▶ [Dataset extract]

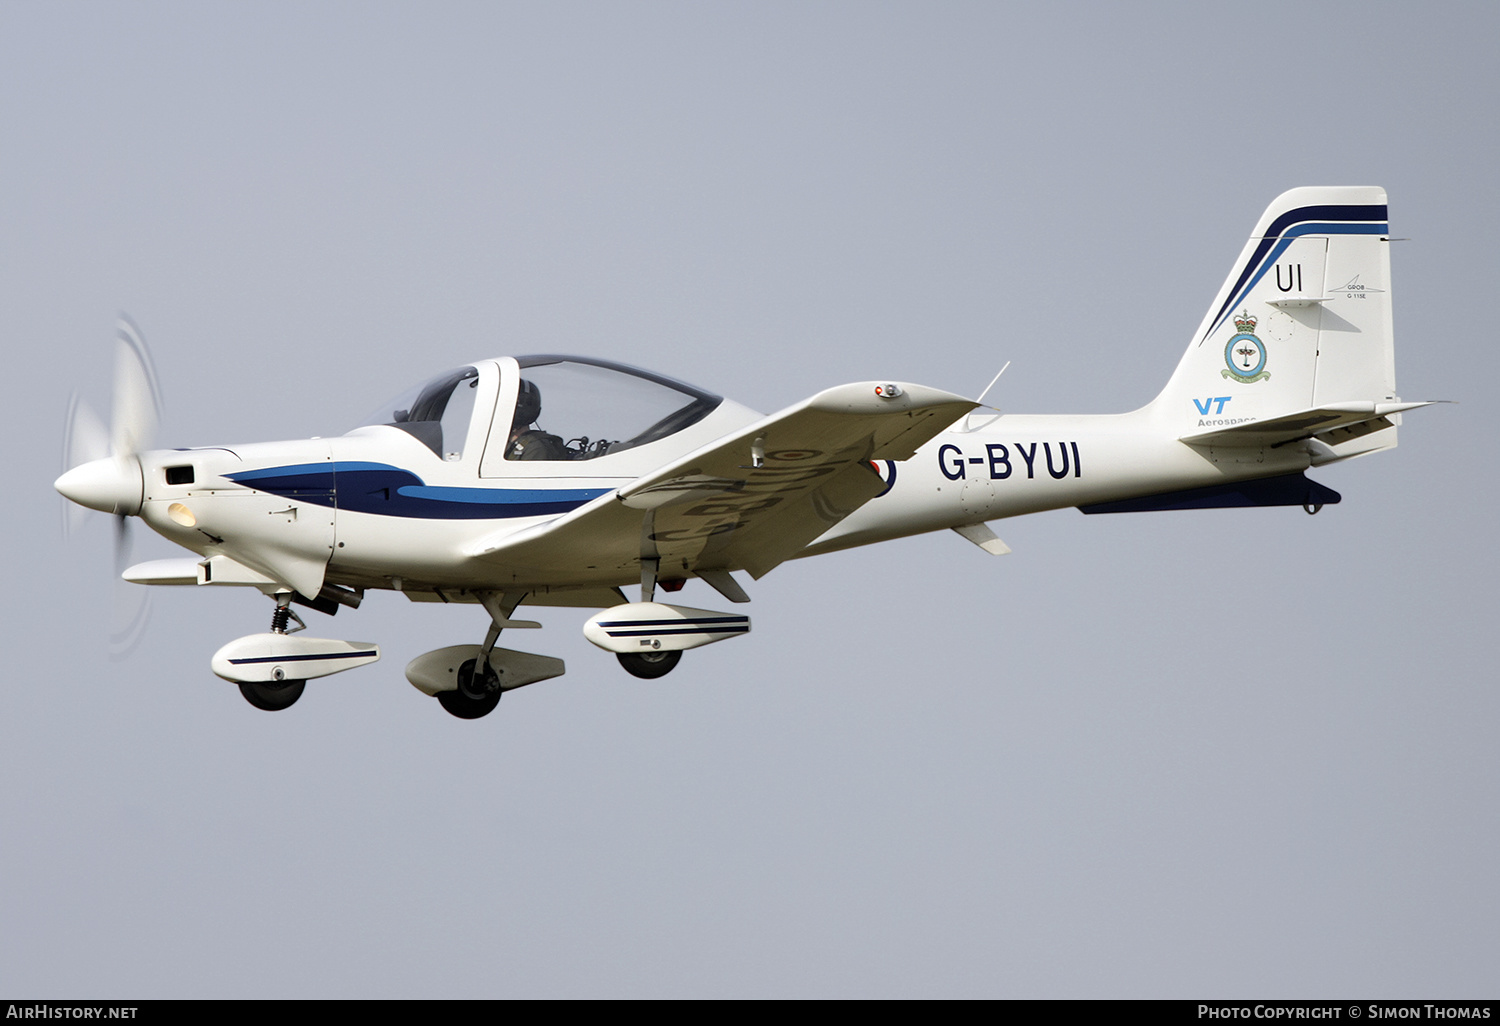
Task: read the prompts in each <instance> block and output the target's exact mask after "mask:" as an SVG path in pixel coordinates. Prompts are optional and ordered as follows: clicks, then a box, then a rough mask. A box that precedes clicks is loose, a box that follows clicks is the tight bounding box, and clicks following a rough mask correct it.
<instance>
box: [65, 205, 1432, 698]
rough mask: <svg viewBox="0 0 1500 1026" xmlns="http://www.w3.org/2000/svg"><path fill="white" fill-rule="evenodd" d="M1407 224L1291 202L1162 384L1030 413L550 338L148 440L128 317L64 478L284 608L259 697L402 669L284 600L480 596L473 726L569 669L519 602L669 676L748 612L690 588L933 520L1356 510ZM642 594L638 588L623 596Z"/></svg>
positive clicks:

▶ [Description of the task] Find the line with "box: [65, 205, 1432, 698]" in the data above. Restate it and all later lines word for word, ending with the last line.

▶ [Answer box]
box: [65, 205, 1432, 698]
rough mask: <svg viewBox="0 0 1500 1026" xmlns="http://www.w3.org/2000/svg"><path fill="white" fill-rule="evenodd" d="M1407 224L1291 202L1162 384L1030 413L550 338L148 440L128 317L64 478L284 608L259 697L402 669L284 600L480 596L473 726L569 669L519 602L669 676L748 612L690 588L933 520L1356 510ZM642 594L638 588L623 596Z"/></svg>
positive clicks:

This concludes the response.